- _Jobs_:
1. Set down, word for word, the part of the Montford Scott biography between "Scott returned to" and "beads from him.", inclusive.
2. Translate this sentence from the Montford Scott biography into Spanish: "The vessel in which he crossed to England was attacked by pirates, but he escaped with some loss of his goods."
3. Write what comes next in the Montford Scott biography, starting right after its last sentence.

Montford Scott (b. in Norfolk, England; executed at Fleet Street, London, on 2 July 1591) was an English Roman Catholic priest. He is a Catholic martyr, beatified in 1987.

Life

He went to Douai College in 1574, as one of the earliest seminary students there, and studied theology. The next year he was made subdeacon, and accompanied Dominic Vaughan to England.

In Essex they fell into the hands of the Government, December 1576, and under examination, Vaughan gave the names of Catholics both in London and Essex. They were then handed over by the Privy Council to the Archbishop of Canterbury for further examination, but nothing more was elicited, and they were afterwards set at liberty.

Scott returned to Douai on 22 May 1577, and having been ordained priest at Brussels set out for the English mission on 17 June. The vessel in which he crossed to England was attacked by pirates, but he escaped with some loss of his goods. In 1578, he was captured at Cambridge and sent to London by the University's Vice-Chancellor "with all such books, letters, writings, and other trash which were taken about them", but eventually released. He is mentioned as having laboured in Kent (1580), Norfolk, Suffolk (1583), Lincolnshire and Yorkshire (1584). On 24 April 1584, John Nedeham and others were indicted at Norwich for having, on 1 June 1582, received blessed beads from him.

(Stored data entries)
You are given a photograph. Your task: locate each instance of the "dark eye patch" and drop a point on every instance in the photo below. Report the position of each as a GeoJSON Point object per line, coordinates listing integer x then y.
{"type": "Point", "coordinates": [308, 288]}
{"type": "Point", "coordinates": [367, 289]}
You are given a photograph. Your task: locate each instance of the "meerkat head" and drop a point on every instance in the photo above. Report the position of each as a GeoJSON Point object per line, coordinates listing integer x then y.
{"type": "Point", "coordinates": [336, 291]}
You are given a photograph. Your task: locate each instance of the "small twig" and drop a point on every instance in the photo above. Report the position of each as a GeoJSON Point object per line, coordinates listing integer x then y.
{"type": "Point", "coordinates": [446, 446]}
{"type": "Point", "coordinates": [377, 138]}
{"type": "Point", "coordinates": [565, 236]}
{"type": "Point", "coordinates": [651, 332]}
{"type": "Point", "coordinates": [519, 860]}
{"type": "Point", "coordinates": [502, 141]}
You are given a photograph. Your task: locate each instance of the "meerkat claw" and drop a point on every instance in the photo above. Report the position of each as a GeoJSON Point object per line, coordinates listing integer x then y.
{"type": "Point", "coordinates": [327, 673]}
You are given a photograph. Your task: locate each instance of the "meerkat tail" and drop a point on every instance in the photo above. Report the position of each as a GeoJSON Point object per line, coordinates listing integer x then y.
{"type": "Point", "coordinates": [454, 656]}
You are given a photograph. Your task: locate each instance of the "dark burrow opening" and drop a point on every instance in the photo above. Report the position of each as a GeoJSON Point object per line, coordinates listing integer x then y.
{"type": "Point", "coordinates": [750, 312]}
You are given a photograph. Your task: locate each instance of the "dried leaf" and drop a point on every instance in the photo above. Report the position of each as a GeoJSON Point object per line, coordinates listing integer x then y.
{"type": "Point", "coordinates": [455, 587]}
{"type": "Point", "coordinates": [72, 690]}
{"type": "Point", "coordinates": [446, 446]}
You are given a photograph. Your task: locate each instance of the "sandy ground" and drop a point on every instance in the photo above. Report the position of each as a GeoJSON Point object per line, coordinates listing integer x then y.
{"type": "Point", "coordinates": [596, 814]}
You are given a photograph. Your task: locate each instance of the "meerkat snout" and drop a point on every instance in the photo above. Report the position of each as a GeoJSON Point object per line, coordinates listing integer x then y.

- _Written responses_:
1.
Scott returned to Douai on 22 May 1577, and having been ordained priest at Brussels set out for the English mission on 17 June. The vessel in which he crossed to England was attacked by pirates, but he escaped with some loss of his goods. In 1578, he was captured at Cambridge and sent to London by the University's Vice-Chancellor "with all such books, letters, writings, and other trash which were taken about them", but eventually released. He is mentioned as having laboured in Kent (1580), Norfolk, Suffolk (1583), Lincolnshire and Yorkshire (1584). On 24 April 1584, John Nedeham and others were indicted at Norwich for having, on 1 June 1582, received blessed beads from him.

2. La embarcación en la que cruzó a Inglaterra fue atacada por piratas, pero él escapó con la pérdida de algunos de sus bienes.

3.
In 1584 he was captured at York at brought to London, where he remained a prisoner for seven years. His release was procured by a money payment of one Baker, on condition of his leaving the country, but Richard Topcliffe immediately procured his re-arrest.

Meanwhile he had visited the Catholics in Wisbech Castle. He was brought to trial at the sessions at Newgate, with George Beesley (30 June 1591), and was condemned on account of his priesthood and of his being in the country contrary to the statute. The next day he was drawn to Fleet Street, where he was executed.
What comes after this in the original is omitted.